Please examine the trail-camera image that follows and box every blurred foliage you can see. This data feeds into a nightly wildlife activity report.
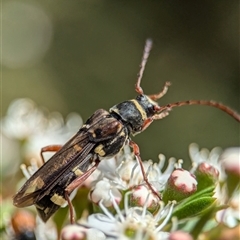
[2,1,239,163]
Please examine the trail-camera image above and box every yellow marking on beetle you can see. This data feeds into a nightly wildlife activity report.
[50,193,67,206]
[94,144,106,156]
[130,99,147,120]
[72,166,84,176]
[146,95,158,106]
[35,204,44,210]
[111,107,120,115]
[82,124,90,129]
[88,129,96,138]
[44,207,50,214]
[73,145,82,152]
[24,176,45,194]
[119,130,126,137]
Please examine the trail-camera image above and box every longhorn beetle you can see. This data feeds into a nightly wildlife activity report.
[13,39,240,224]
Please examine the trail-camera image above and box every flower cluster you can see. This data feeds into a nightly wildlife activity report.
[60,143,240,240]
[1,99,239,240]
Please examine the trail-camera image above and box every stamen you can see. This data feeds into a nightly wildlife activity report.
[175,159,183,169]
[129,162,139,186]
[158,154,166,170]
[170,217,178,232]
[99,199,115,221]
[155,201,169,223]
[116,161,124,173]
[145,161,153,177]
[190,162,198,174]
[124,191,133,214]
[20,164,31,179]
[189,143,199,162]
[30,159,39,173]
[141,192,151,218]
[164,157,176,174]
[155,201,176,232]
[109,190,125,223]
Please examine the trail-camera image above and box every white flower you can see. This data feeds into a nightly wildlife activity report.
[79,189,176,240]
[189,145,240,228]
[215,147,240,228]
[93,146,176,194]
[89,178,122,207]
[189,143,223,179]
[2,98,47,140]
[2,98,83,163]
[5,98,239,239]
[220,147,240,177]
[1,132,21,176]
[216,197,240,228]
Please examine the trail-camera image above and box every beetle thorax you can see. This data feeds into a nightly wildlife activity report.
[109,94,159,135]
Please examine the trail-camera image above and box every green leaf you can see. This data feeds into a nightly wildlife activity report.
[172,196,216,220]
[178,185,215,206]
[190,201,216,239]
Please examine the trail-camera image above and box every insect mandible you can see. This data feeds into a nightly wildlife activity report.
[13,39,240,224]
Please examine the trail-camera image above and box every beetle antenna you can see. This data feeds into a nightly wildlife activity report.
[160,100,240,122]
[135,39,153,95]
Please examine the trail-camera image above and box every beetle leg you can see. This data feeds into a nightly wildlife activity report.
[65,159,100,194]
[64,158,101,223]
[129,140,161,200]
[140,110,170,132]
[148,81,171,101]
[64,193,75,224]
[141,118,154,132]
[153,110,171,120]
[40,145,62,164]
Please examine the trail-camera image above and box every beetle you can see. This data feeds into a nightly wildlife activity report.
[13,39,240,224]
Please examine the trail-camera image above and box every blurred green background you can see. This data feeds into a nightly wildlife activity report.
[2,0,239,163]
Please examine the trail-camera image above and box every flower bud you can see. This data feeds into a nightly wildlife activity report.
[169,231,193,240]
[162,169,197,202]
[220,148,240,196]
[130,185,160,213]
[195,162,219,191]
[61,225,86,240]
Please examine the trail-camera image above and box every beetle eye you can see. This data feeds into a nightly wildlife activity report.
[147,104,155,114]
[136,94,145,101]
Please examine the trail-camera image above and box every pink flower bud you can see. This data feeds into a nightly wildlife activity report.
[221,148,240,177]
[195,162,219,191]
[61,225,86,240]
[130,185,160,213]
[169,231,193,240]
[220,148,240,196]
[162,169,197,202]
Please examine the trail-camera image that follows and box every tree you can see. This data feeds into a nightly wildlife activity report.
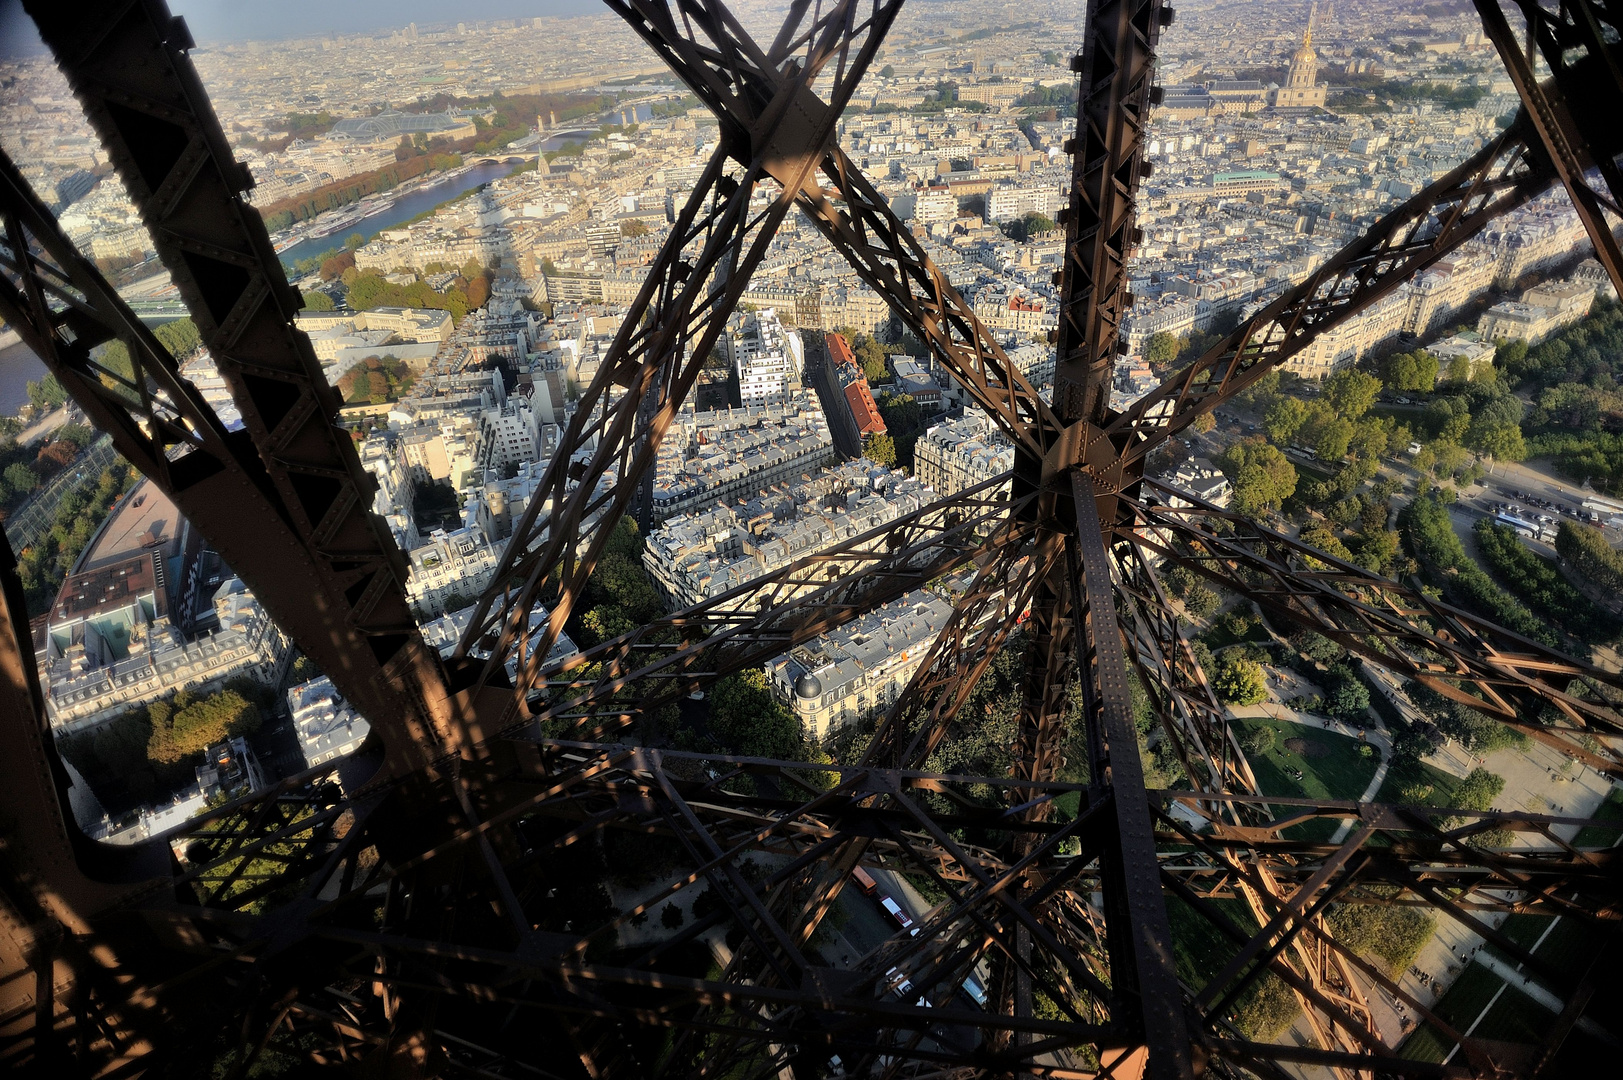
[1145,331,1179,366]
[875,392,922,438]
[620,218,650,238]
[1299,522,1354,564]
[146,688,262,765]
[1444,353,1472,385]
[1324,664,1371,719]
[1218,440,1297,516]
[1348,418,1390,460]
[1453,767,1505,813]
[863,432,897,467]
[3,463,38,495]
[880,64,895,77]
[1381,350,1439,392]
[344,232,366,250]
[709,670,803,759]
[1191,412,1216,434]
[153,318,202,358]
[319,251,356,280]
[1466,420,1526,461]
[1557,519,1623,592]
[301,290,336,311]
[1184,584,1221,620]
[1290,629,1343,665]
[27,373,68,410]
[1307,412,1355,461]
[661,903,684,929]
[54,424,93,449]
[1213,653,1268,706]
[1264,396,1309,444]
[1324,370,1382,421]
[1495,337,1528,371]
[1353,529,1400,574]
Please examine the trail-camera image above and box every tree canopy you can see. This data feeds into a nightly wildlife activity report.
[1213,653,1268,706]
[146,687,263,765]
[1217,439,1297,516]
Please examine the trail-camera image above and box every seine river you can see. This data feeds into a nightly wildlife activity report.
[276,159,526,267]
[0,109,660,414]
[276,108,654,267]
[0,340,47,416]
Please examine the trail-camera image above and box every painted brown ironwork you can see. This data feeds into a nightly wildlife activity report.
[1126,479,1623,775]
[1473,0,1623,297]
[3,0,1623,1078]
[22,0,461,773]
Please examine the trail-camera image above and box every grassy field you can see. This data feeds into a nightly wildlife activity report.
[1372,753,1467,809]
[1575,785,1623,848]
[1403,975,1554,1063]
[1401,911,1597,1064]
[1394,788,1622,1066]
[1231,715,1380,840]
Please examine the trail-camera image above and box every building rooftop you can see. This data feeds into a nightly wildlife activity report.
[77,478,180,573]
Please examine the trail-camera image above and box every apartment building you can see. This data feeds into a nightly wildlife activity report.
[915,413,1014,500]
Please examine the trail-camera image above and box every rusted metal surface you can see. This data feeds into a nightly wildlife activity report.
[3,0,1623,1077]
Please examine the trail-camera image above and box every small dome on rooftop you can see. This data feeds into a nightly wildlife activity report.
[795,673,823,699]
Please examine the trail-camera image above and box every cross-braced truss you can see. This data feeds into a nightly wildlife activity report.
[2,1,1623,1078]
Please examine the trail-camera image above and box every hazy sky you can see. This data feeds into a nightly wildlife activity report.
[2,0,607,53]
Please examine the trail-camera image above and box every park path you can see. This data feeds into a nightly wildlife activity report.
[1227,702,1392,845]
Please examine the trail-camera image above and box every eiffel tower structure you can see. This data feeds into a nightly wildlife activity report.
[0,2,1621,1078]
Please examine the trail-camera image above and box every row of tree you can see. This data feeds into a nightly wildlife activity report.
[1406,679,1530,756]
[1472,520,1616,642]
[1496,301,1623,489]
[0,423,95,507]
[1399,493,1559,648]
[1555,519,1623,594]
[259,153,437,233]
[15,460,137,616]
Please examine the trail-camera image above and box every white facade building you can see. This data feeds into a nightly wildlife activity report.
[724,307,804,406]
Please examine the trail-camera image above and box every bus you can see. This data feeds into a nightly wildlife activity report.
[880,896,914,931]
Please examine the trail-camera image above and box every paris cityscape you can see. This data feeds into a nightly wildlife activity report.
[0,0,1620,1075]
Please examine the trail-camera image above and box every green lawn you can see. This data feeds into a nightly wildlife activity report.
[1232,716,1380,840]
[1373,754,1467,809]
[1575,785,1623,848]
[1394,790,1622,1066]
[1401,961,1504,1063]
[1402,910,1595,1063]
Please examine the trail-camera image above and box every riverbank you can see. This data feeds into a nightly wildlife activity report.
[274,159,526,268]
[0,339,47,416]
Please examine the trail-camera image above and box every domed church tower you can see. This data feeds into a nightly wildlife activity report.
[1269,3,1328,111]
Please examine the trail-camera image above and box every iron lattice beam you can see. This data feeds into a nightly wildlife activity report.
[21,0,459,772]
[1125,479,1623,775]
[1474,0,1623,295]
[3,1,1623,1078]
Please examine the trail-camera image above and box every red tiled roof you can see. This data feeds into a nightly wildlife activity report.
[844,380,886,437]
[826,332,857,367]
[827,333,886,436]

* _Task requirements_
Give the data above back unchanged, except for the pictures.

* _Written solution_
Please examine the trail-camera image that follows and box every blurred foliage you can see. This data feeds into a nightly wildlife activity report.
[2,1,239,163]
Please examine the trail-camera image above and box every yellow marking on beetle you can see. This data feeds into a nightly wildlife activity report.
[50,193,67,206]
[94,144,106,156]
[130,99,147,120]
[72,166,84,176]
[146,95,158,106]
[35,204,44,210]
[111,107,120,115]
[82,124,90,129]
[88,129,96,138]
[44,207,50,214]
[73,145,82,152]
[24,176,45,194]
[119,130,126,137]
Please examine the trail-camera image above and box every longhorn beetle you can see. This data feeds into a nightly wildlife activity report.
[13,39,240,224]
Please examine the trail-camera image above and box every flower cluster you can see. This data feeds into a nightly wildlife activity report.
[60,143,240,240]
[1,99,239,240]
Please examine the trail-camera image above and box every stamen you can see. This data feeds into a nightly wildlife activity report.
[175,159,183,169]
[129,162,139,186]
[158,154,166,170]
[170,217,178,232]
[99,199,115,221]
[155,201,169,223]
[116,161,124,173]
[145,161,153,177]
[190,162,198,174]
[124,191,133,214]
[20,164,31,179]
[189,143,199,162]
[30,159,39,173]
[141,192,151,218]
[164,157,176,174]
[155,201,176,232]
[109,190,125,223]
Please examine the trail-camera image above and box every white flower you can see. This data feeds into a nightly wildlife activity report.
[79,189,176,240]
[189,145,240,228]
[215,147,240,228]
[93,146,176,194]
[89,178,122,207]
[189,143,223,179]
[2,98,47,140]
[2,98,83,163]
[5,98,239,239]
[220,147,240,177]
[1,132,21,176]
[216,197,240,228]
Please examine the trail-camera image above and box every beetle thorax you can see. This data feeds into a nightly wildlife activity report.
[109,94,159,135]
Please examine the trail-camera image above and box every green leaf you can see. This data feeds into a nightly wildlife activity report.
[172,196,216,220]
[178,185,215,206]
[190,201,216,239]
Please examine the trail-camera image above and box every insect mandible you can see. This data feeds into a nightly wildlife activity report.
[13,39,240,224]
Please examine the trail-camera image above and box every beetle antenna you can see. This data feeds into a nightly wildlife activity report.
[160,100,240,122]
[135,39,153,95]
Please examine the trail-camera image above and box every beetle leg you can see. This data feeds into a nightly wildlife activity report.
[65,159,100,194]
[64,158,101,223]
[129,140,161,200]
[140,110,170,132]
[148,81,171,101]
[64,193,75,224]
[141,118,154,132]
[153,110,171,120]
[40,145,62,164]
Please examine the trail-camera image above and box every beetle you can see. This data feeds into a nightly wildlife activity report.
[13,39,240,224]
Please examine the trail-camera image above and box every blurred green background you can see. This data feeds into a nightly wildlife activity report.
[2,0,239,163]
Please examine the trail-camera image above and box every flower bud you can see. This data feeds into a nightly wildlife activity report.
[169,231,193,240]
[162,169,197,202]
[220,148,240,196]
[130,185,160,213]
[195,162,219,191]
[61,225,86,240]
Please examine the trail-camera image above and box every beetle eye you can see. This data feeds into a nightly wildlife activity report.
[147,104,155,114]
[136,94,145,101]
Please examine the trail-camera image above and box every pink flower bud you can see. This data feeds into a nightly wildlife activity report.
[221,148,240,177]
[195,162,219,191]
[61,225,86,240]
[130,185,160,213]
[169,231,193,240]
[220,148,240,196]
[162,169,197,202]
Please examine the trail-camera image that follows and box every tree you can see. This data feeds into a nightly wildlife activity report.
[1145,331,1179,366]
[875,392,922,438]
[620,218,650,238]
[1299,522,1354,564]
[146,688,262,765]
[1444,353,1472,385]
[1324,664,1371,719]
[1218,440,1297,516]
[1348,418,1390,460]
[1453,767,1505,813]
[863,432,897,467]
[3,463,38,495]
[880,64,895,77]
[1381,350,1439,392]
[344,232,366,250]
[709,670,803,759]
[1191,412,1216,434]
[153,318,202,358]
[319,251,356,280]
[1466,420,1526,461]
[1557,519,1623,592]
[301,290,336,311]
[1184,584,1221,620]
[1290,629,1343,665]
[27,373,68,410]
[1307,412,1355,461]
[661,903,684,929]
[54,424,93,449]
[1213,653,1268,706]
[1264,396,1309,444]
[1324,370,1382,421]
[1495,337,1528,371]
[1353,529,1400,574]
Please examine the trail-camera image above and box every tree canopy you can see. This data feeds into a nightly wildlife activity report.
[1213,653,1268,706]
[146,687,263,765]
[1217,439,1297,516]
Please examine the trail-camera image above and box every seine river you can see. This data feeds into a nightly wildlife activity report.
[276,159,526,267]
[0,109,660,414]
[276,108,654,267]
[0,340,47,416]
Please examine the trail-camera image above and box every painted brown ironwork you can see. This data feeds into a nightly wildlife activity report.
[1126,479,1623,775]
[1473,0,1623,297]
[3,0,1623,1078]
[22,0,461,773]
Please examine the trail-camera image above and box every grassy field you can see. This data feeds into a nightly wildlife activity report.
[1372,753,1467,809]
[1575,785,1623,848]
[1403,975,1554,1063]
[1401,911,1597,1064]
[1394,788,1622,1066]
[1231,715,1380,840]
Please examine the trail-camera image above and box every building rooftop you can see. This data feeds into a nightly wildlife activity report.
[77,478,180,573]
Please examine the trail-camera image above and box every apartment building you can see. This data feeds into a nightly wildlife activity report.
[915,413,1014,500]
Please examine the trail-camera image above and box every rusted metal surface you can see. This data feeds into a nightly wildlife activity report.
[3,0,1623,1077]
Please examine the trail-camera image above and box every small dome on rooftop you can see. This data feeds into a nightly wildlife activity report.
[795,673,823,699]
Please examine the trail-camera image above and box every cross-braced truss you can see. This data feeds into a nightly wildlife activity report.
[2,1,1623,1078]
Please examine the trail-camera image above and box every hazy sky you can see. This data feeds into a nightly wildlife activity report.
[2,0,607,53]
Please examine the trail-camera image above and box every park path you can see. This data feeds into a nightly wildlife activity report.
[1227,702,1392,845]
Please examine the trail-camera image above and box every eiffel tower structure you can see. This data feeds into a nightly wildlife activity report.
[0,2,1621,1078]
Please examine the trail-camera image above and box every row of tree you can see. This data feeds into a nightly wildlife activity report.
[1406,679,1530,756]
[1472,520,1616,642]
[1496,301,1623,489]
[0,423,95,507]
[1399,493,1559,648]
[1555,519,1623,594]
[259,153,437,233]
[15,460,137,616]
Please examine the trail-camera image above and box every white facade building you can see. This data feeds into a nightly wildlife activity report.
[724,307,804,406]
Please examine the trail-camera image above and box every bus you can see. This data feeds into a nightly wildlife activity report.
[880,896,914,931]
Please examine the trail-camera image above and box every paris cityscape you can see. This data feeds into a nightly wildlife activity report.
[0,0,1620,1075]
Please examine the trail-camera image above and box every green lawn you can see. This data feeds into a nightly wildlife activity report.
[1232,716,1380,840]
[1373,754,1467,809]
[1575,785,1623,848]
[1394,790,1622,1066]
[1401,961,1504,1063]
[1402,910,1595,1063]
Please examine the trail-camera image above and box every riverbank you can see. This data feeds into a nightly wildlife activity report.
[274,159,526,268]
[0,339,47,416]
Please examine the trail-camera image above and box every domed church tower you can see. This data feeds into a nightly wildlife activity report.
[1269,3,1328,111]
Please examine the trail-camera image above and box every iron lattice beam you can see. This data feeds into a nightly wildlife activity report.
[21,0,459,772]
[1125,479,1623,775]
[1474,0,1623,295]
[3,1,1623,1078]
Please examine the trail-camera image above and box every red tiled roof you can see. This data feeds into a nightly wildlife activity report.
[844,380,886,437]
[826,332,857,367]
[827,333,886,436]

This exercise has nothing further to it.